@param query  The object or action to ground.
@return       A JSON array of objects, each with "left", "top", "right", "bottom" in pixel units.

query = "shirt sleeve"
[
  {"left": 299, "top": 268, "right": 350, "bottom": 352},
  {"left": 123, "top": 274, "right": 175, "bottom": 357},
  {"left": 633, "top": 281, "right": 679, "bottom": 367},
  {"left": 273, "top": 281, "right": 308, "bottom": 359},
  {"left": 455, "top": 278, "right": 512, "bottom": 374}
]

• • • • •

▸ **Problem requirements**
Nothing but an exact transcription of the records is expected.

▸ **Exercise output**
@param query  The object or action to ground.
@return       A JSON array of objects, each with "left", "top", "right", "bottom" in pixel units.

query = "shirt sleeve"
[
  {"left": 299, "top": 268, "right": 350, "bottom": 352},
  {"left": 123, "top": 274, "right": 175, "bottom": 357},
  {"left": 633, "top": 281, "right": 679, "bottom": 367},
  {"left": 273, "top": 281, "right": 308, "bottom": 359},
  {"left": 455, "top": 278, "right": 512, "bottom": 374}
]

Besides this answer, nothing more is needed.